• What needs to be done:
Print out each record below, unaltered and complete, without its images.

*** Dataset records ***

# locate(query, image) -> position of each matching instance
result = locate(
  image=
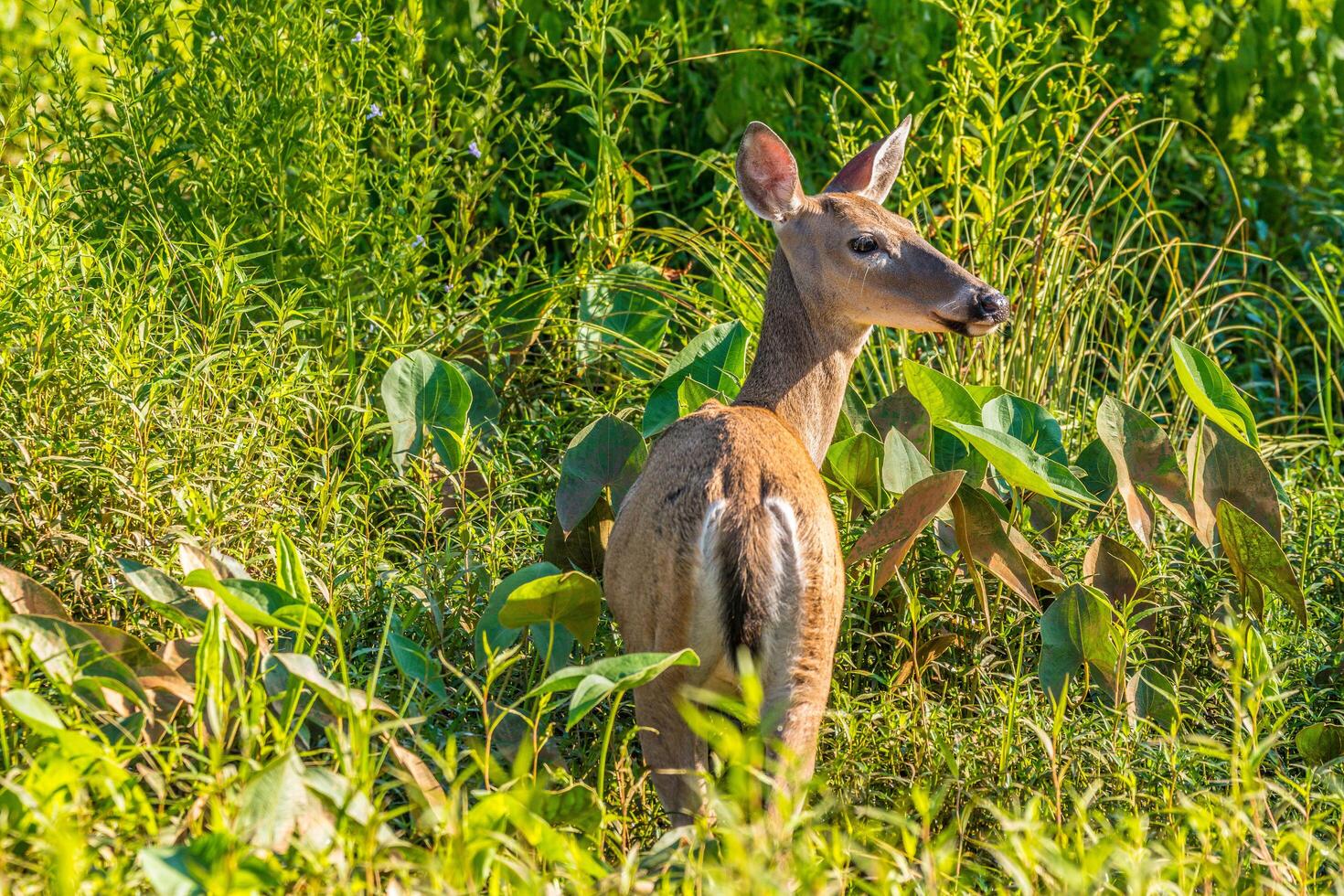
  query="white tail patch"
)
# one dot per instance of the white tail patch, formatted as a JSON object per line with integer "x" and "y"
{"x": 775, "y": 577}
{"x": 788, "y": 579}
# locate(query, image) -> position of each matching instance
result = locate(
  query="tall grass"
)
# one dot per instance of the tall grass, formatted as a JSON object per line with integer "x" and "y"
{"x": 215, "y": 245}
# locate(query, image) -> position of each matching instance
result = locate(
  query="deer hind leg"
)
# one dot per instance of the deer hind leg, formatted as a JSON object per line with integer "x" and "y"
{"x": 677, "y": 759}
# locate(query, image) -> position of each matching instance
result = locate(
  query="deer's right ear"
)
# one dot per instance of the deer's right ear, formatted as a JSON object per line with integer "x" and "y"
{"x": 766, "y": 175}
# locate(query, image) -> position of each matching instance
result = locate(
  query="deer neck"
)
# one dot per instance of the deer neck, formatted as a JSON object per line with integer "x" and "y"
{"x": 803, "y": 360}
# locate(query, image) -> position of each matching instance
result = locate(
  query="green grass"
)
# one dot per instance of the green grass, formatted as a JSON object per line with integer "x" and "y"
{"x": 212, "y": 251}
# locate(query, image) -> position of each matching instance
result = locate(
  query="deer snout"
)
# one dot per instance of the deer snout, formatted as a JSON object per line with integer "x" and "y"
{"x": 991, "y": 306}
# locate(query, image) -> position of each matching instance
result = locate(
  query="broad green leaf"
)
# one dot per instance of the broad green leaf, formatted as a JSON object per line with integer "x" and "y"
{"x": 571, "y": 600}
{"x": 276, "y": 807}
{"x": 585, "y": 547}
{"x": 912, "y": 513}
{"x": 945, "y": 400}
{"x": 717, "y": 357}
{"x": 1155, "y": 698}
{"x": 289, "y": 569}
{"x": 989, "y": 543}
{"x": 1321, "y": 743}
{"x": 1027, "y": 422}
{"x": 594, "y": 681}
{"x": 208, "y": 864}
{"x": 1098, "y": 470}
{"x": 1078, "y": 627}
{"x": 952, "y": 453}
{"x": 692, "y": 395}
{"x": 336, "y": 696}
{"x": 1226, "y": 469}
{"x": 426, "y": 395}
{"x": 902, "y": 411}
{"x": 483, "y": 414}
{"x": 854, "y": 417}
{"x": 624, "y": 309}
{"x": 167, "y": 597}
{"x": 1255, "y": 558}
{"x": 902, "y": 463}
{"x": 1024, "y": 468}
{"x": 257, "y": 603}
{"x": 606, "y": 453}
{"x": 20, "y": 594}
{"x": 855, "y": 465}
{"x": 1212, "y": 392}
{"x": 1143, "y": 455}
{"x": 1113, "y": 570}
{"x": 414, "y": 663}
{"x": 489, "y": 629}
{"x": 33, "y": 710}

*** End of Dataset records ***

• Task solution:
# locate(query, image) -> position of each matching instance
result = locate(
  image=
  query="white tail patch"
)
# one dot per instance of the white tail patch, formatted as a JSON object per line with integer "x" and "y"
{"x": 775, "y": 577}
{"x": 788, "y": 579}
# locate(query, image) -> position of each matching instance
result = locate(
  query="tall grass"
)
# one dot per instance of the tall grass, formatted as a JSON object per line with integer "x" and "y"
{"x": 215, "y": 245}
# locate(query, image) -> position of each matching instance
result = locate(
  query="deer hind leg"
)
# one dot per instance of the deer hind leg, formatted as a JSON object per line with integer "x" and "y"
{"x": 677, "y": 759}
# locate(query, image) -> position of each matching instance
result = locate(
  query="deer's right ear"
)
# one dot per instance of the deer's right ear, formatted as a JSON object per line with integer "x" and "y"
{"x": 766, "y": 175}
# locate(query, image) -> position of each matching instance
result = locate(
  query="deer neck"
)
# one dot per instance of the deer neck, formatted as a JSON object per line with integer "x" and "y"
{"x": 803, "y": 360}
# locate(query, image) -> position of each matching instance
result = locate(
  query="green grass"
)
# one dot per instance of the green grass, formatted as a JSON object per line with integer "x" and "y"
{"x": 212, "y": 251}
# locate(query, image) -> position of each matching instance
result = locate(
  query="deer snout"
)
# one dot per instance of the deer snout, formatted as a JSON object per line with integer "x" and "y"
{"x": 991, "y": 306}
# locate(query, image) -> position of each matching instance
result = locate(
  query="broad green leaf"
)
# one dot per instance of the broad green leaf, formatted as a JSON object per line with integer "x" and "y"
{"x": 571, "y": 600}
{"x": 276, "y": 807}
{"x": 585, "y": 547}
{"x": 912, "y": 513}
{"x": 945, "y": 400}
{"x": 717, "y": 357}
{"x": 1155, "y": 698}
{"x": 289, "y": 569}
{"x": 989, "y": 543}
{"x": 1321, "y": 743}
{"x": 1027, "y": 422}
{"x": 594, "y": 681}
{"x": 208, "y": 864}
{"x": 1098, "y": 470}
{"x": 1078, "y": 627}
{"x": 952, "y": 453}
{"x": 692, "y": 395}
{"x": 336, "y": 696}
{"x": 1226, "y": 469}
{"x": 426, "y": 395}
{"x": 902, "y": 411}
{"x": 483, "y": 414}
{"x": 854, "y": 417}
{"x": 624, "y": 309}
{"x": 167, "y": 597}
{"x": 1255, "y": 558}
{"x": 902, "y": 463}
{"x": 1024, "y": 468}
{"x": 257, "y": 603}
{"x": 606, "y": 453}
{"x": 20, "y": 594}
{"x": 855, "y": 465}
{"x": 1212, "y": 392}
{"x": 1143, "y": 455}
{"x": 1113, "y": 570}
{"x": 414, "y": 663}
{"x": 489, "y": 629}
{"x": 33, "y": 710}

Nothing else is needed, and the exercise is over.